Gdy wracam myślami do czasów swego
dzieciństwa, przychodzi mi do głowy mnóstwo różnorakich wspomnieć. Jedne z nich
są związane z Kajkiem i Kokoszem – jednym z moich ukochanych komiksów, w
których Janusz Christa do znakomitych rysunków dołożył całe mnóstwo fantastycznego
humoru. Ten komiks się wcale nie zestarzał i ciągle bawi. Serce się raduje, ze
i nasze dzieciaki się wciągają w przygody dobrodusznych wojów Księcia Mirmiła.
Czemu o tym wspominam? Całkiem
niedawno miała premierę gra pt. Szkoła latania – gra oparta na komiksie o tym
samym tytule. Mam świadomość, że ze szkołą latania przedstawioną w komiksie ma
tyle do czynienia co nic. Mamy bowiem do czynienia z grą Reinera Knizii, a ten
ma na koncie całe mnóstwo gier, w których temat to sprawa wtórna. Szkoła
latania nie jest tutaj wyjątkiem.
Z drugiej jednak strony mamy
sentyment do małych gier słynnego doktora. Dlatego też z ogromną chęcią
przetestowaliśmy tę małą grę i chcielibyśmy się podzielić naszymi wrażeniami.
Szkoła
latania jest kolejną grą z serii „Gry do plecaka”, a skoro tak, to całość
zamknięta jest w niewielkim pudełeczku, charakterystycznym dla wszystkich
tytułów z serii. Cóż tym razem zobaczymy w środku? Przede wszystkim karty
postaci. Ten kto czytał Kajka i Kokosza z łatwością rozpozna wielu bohaterów
tego zacnego komiksu. Będzie oczywiście Hegemon z wiernym Kapralem, Mirmił i
Lubawa, Łamignat wraz ze swoją Jagą oraz oczywiście Kajko i Kokosz.
Dodatkowo
w pudełku znajdziemy garść kafelków przedmiotów, używanych w zaawansowanym
wariancie gry. Jakościowo wszystko wypada znakomicie i z autopsji wiem, że gra
wytrzyma niejedną rozgrywkę. Załączona instrukcja napisana jest poprawnie z
czytelnymi przykładami.
CEL GRY
Nie
ma co ukrywać, że w tej grze spotkamy jakąkolwiek fabułę. W jej trakcie przyjdzie nam zagrywać karty.
Przyjdzie też nam je zbierać ze stołu. Ten, kto uzbiera ich najmniej, ten
zostanie zwycięzcą.
PRZYGOTOWANIE GRY
Przygotowanie gry jest ekstremalnie
krótkie. Tasujemy wszystkie karty i rozdajemy każdemu z graczy po sześć. Z
reszty formujemy zakryty stos dobierania. Grając w wariancie zaawansowanym,
każdy z nas losuje jeden przedmiot, który będzie widoczny dla pozostałych
graczy.
PRZEBIEG GRY
Sama rozgrywka odbywa w turach rozgrywanych po
kolei przez każdego z gracza. W swojej kolejce musimy wyłożyć przynajmniej
jedną kartę. Mówiąc na głos jej wartość lub też sumę wartości (jeśli zagramy ich
więcej). Następnie uzupełniamy rękę tak, żeby ponownie znalazło się na niej
sześć kart. Wykładanie wiąże się z określonymi zasadami, czyli:
(a) jeśli zagrywamy kilka kart, wszystkie muszę
mieć tę samą wartość
(b) zagrane karty muszą w sumie mieć wyższą
wartość niż położne wcześniej (dlatego zawsze wypowiadamy tę sumę na głos – to
bardzo ważne)

Pozycje do identyfikacji lokalizacji

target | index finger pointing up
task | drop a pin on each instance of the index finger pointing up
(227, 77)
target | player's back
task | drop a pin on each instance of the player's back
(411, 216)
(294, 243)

◆ **Zadania do ćwiczenia**:
A - Przepisz wiernie fragment tekstu o grze „Szkoła latania” od słów „Gdy wracam myślami” aż do słów „jest tutaj wyjątkiem.”.
B - Kontynuuj tekst o grze „Szkoła latania”, zaczynając tam, gdzie się kończy.
Pozycje stanowią materiał odrębny od tekstu o grze „Szkoła latania”.

◆ **Odpowiedzi do zadań**:
A -
Gdy wracam myślami do czasów swego
dzieciństwa, przychodzi mi do głowy mnóstwo różnorakich wspomnieć. Jedne z nich
są związane z Kajkiem i Kokoszem – jednym z moich ukochanych komiksów, w
których Janusz Christa do znakomitych rysunków dołożył całe mnóstwo fantastycznego
humoru. Ten komiks się wcale nie zestarzał i ciągle bawi. Serce się raduje, ze
i nasze dzieciaki się wciągają w przygody dobrodusznych wojów Księcia Mirmiła.
Czemu o tym wspominam? Całkiem
niedawno miała premierę gra pt. Szkoła latania – gra oparta na komiksie o tym
samym tytule. Mam świadomość, że ze szkołą latania przedstawioną w komiksie ma
tyle do czynienia co nic. Mamy bowiem do czynienia z grą Reinera Knizii, a ten
ma na koncie całe mnóstwo gier, w których temat to sprawa wtórna. Szkoła
latania nie jest tutaj wyjątkiem.

B -
(c) Hegemon (przebrany za Łamignata) jest
jokerem i przyjmuje dowolną wartość w zakresie 1-7
W przypadku braku możliwości (lub chęci – tak
też bywa) wyłożenia kart(y) musimy zabrać wszystkie do siebie tworząc zakryty
stos - będą one stanowiły punkty karne na koniec gry. Gracz, który zabrał karty
będzie jednocześnie tym, który rozpocznie wykładanie kart na nowo.
W wariancie zaawansowanym każdy z nas posiada
przedmiot, który ułatwia rozgrywkę. Może to być np. miecz, który na stale
dodaje trójeczkę do każdego wyłożonego zestawu kart, albo miotła, która pozwala
na wykładanie dowolnych kart. Generalnie są to przedmioty, które bardzo
ułatwiają rozgrywkę, chociaż nie w jednakowym stopniu, bo jedne są słabsze,
inne mocniejsze. Żeby jednak było sprawiedliwie, w tym wariancie rozgrywamy
tyle rund, ilu jest graczy, tak, żeby każdy gracz mógł się bawić z każdego
przedmiotu (po zakończeniu rundy przekazujemy swój przedmiot sąsiadowi).
ZAKOŃCZENIE GRY
Runda kończy się po wyczerpaniu wszystkich
kart. Jeśli rozegraliśmy tylko jedną, to sumujemy wszystkie zebrane karty i
wyłaniamy zwycięzcę, którym będzie ta osoba, która tych zebrała najmniej. Jeśli
rozegraliśmy kilka rund, to sumujemy wyniki każdej z nich i zwycięstwo należeć
będzie do gracza, który uzbierał w ciągu tych kilku rund najmniej kart.
WRAŻENIA
Reiner
Knizia ma naprawdę dar do niewielkich karcianek, w których króluje duch
matematyki, a klimat jest sprawą totalnie wtórną. W ten trend doskonale wpisuje
się Szkoła latania. Gra oczywiście nie ma kompletnie nic wspólnego z doskonałym
komiksem Janusza Christy. Ilustracje tam zawarte, mogłyby dotyczyć dokładnie
wszystkiego, a gra w żaden sposób nic by nie straciła.
Szkoła
latania jest grą, w której matematyka jest na pierwszym planie. A w tym lubuje
się dr Knizia. Czy to źle? Absolutnie. Ja się już do tego przyzwyczaiłem i mam
tego pełną świadomość. Tak czy inaczej, mi się buźka uśmiecha mogąc zobaczyć
bohaterów mojego dzieciństwa mogąc komuś „dowalić” Mirmiłem czy Łamignatem.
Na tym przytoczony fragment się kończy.